Exercise aim
Rewrite all of the data below as a Markdown table with two columns, No. and Line. Number each line and skip any blank lines.
-- Start of Data supplied --
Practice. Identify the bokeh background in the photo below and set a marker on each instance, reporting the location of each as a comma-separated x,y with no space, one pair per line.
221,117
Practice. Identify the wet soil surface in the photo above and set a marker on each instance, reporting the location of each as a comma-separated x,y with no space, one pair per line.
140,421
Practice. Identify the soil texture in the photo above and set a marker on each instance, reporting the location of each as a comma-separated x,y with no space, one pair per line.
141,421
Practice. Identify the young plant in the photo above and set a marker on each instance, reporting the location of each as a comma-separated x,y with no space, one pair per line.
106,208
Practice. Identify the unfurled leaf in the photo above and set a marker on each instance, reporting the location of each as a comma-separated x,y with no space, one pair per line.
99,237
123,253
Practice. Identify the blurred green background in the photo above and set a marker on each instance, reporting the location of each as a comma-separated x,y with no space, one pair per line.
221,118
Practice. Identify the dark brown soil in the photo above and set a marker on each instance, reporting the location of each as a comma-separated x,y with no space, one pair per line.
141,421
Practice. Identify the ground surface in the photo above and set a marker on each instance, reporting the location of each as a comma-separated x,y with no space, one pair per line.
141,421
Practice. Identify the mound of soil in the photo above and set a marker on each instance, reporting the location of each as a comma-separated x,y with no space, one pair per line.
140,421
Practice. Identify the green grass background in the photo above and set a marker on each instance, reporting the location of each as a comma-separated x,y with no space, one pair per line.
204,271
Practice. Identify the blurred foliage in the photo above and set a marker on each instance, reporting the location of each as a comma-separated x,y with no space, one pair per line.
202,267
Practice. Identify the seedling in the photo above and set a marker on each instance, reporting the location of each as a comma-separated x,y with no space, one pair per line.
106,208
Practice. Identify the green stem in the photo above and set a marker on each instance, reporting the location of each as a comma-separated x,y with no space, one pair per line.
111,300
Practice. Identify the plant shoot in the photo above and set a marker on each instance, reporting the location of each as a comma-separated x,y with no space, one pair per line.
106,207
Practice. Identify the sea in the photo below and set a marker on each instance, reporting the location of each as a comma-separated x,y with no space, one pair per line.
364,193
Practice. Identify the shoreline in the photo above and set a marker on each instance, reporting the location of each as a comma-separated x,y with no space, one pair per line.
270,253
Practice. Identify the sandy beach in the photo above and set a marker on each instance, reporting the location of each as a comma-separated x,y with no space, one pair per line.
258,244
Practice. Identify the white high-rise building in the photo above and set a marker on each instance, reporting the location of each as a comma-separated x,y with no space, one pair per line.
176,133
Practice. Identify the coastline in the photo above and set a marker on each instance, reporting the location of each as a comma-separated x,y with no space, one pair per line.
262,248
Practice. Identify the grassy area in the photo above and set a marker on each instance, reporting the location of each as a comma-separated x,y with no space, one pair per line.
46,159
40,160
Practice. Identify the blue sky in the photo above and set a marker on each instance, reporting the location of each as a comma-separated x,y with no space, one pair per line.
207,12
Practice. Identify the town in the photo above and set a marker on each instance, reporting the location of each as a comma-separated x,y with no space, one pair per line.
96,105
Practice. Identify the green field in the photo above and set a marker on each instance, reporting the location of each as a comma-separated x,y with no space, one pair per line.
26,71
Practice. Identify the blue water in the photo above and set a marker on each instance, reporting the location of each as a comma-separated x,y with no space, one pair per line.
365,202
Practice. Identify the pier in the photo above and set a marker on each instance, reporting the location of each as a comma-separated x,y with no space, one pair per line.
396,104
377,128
-- End of Data supplied --
Output for this task
| No. | Line |
|---|---|
| 1 | Practice. Identify the bokeh background in the photo below and set a marker on each instance, reporting the location of each as a comma-separated x,y with no space, one pair per line. |
| 2 | 221,117 |
| 3 | Practice. Identify the wet soil surface in the photo above and set a marker on each instance, reporting the location of each as a comma-separated x,y with no space, one pair per line. |
| 4 | 140,421 |
| 5 | Practice. Identify the soil texture in the photo above and set a marker on each instance, reporting the location of each as a comma-separated x,y with no space, one pair per line. |
| 6 | 141,421 |
| 7 | Practice. Identify the young plant in the photo above and set a marker on each instance, reporting the location of each as a comma-separated x,y with no space, one pair per line. |
| 8 | 106,208 |
| 9 | Practice. Identify the unfurled leaf in the photo above and set a marker on each instance, reporting the location of each as a comma-separated x,y with no space, one pair per line. |
| 10 | 99,237 |
| 11 | 123,253 |
| 12 | Practice. Identify the blurred green background in the photo above and set a marker on each instance, reporting the location of each as a comma-separated x,y with no space, one pair per line. |
| 13 | 221,118 |
| 14 | Practice. Identify the dark brown soil in the photo above and set a marker on each instance, reporting the location of each as a comma-separated x,y with no space, one pair per line. |
| 15 | 141,421 |
| 16 | Practice. Identify the ground surface in the photo above and set a marker on each instance, reporting the location of each as a comma-separated x,y with no space, one pair per line. |
| 17 | 141,421 |
| 18 | Practice. Identify the mound of soil in the photo above and set a marker on each instance, reporting the location of each as a comma-separated x,y with no space, one pair per line. |
| 19 | 140,421 |
| 20 | Practice. Identify the green grass background in the photo above and set a marker on each instance, reporting the location of each as a comma-separated x,y with no space, one pair per line. |
| 21 | 204,271 |
| 22 | Practice. Identify the blurred foliage in the photo above and set a marker on each instance, reporting the location of each as a comma-separated x,y with no space, one pair per line. |
| 23 | 202,267 |
| 24 | Practice. Identify the seedling in the photo above and set a marker on each instance, reporting the location of each as a comma-separated x,y with no space, one pair per line. |
| 25 | 106,208 |
| 26 | Practice. Identify the green stem in the photo above and set a marker on each instance, reporting the location of each as a comma-separated x,y with no space, one pair per line. |
| 27 | 111,300 |
| 28 | Practice. Identify the plant shoot in the photo above and set a marker on each instance, reporting the location of each as a comma-separated x,y with no space, one pair per line. |
| 29 | 106,207 |
| 30 | Practice. Identify the sea in the photo below and set a marker on each instance, reporting the location of each as a comma-separated x,y with no space, one pair per line. |
| 31 | 364,193 |
| 32 | Practice. Identify the shoreline in the photo above and set a marker on each instance, reporting the location of each as a comma-separated x,y with no space, one pair per line. |
| 33 | 270,253 |
| 34 | Practice. Identify the sandy beach in the photo above and set a marker on each instance, reporting the location of each as a comma-separated x,y with no space, one pair per line. |
| 35 | 258,244 |
| 36 | Practice. Identify the white high-rise building in the photo above and set a marker on each instance, reporting the location of each as a comma-separated x,y with no space, one pair per line. |
| 37 | 176,133 |
| 38 | Practice. Identify the coastline in the photo above and set a marker on each instance, reporting the location of each as a comma-separated x,y with no space, one pair per line. |
| 39 | 262,248 |
| 40 | Practice. Identify the grassy area in the photo above and set a marker on each instance, reporting the location of each as a comma-separated x,y with no space, one pair per line. |
| 41 | 46,159 |
| 42 | 40,160 |
| 43 | Practice. Identify the blue sky in the photo above and set a marker on each instance, reporting the location of each as a comma-separated x,y with no space, one pair per line. |
| 44 | 207,12 |
| 45 | Practice. Identify the town in the photo above and set a marker on each instance, reporting the location of each as a comma-separated x,y with no space, one pair per line. |
| 46 | 96,105 |
| 47 | Practice. Identify the green field in the photo above and set a marker on each instance, reporting the location of each as a comma-separated x,y with no space, one pair per line. |
| 48 | 26,71 |
| 49 | Practice. Identify the blue water in the photo above and set a marker on each instance, reporting the location of each as a comma-separated x,y with no space, one pair per line. |
| 50 | 365,202 |
| 51 | Practice. Identify the pier in the photo above and set a marker on each instance, reporting the location of each as a comma-separated x,y with no space, one pair per line. |
| 52 | 396,104 |
| 53 | 377,128 |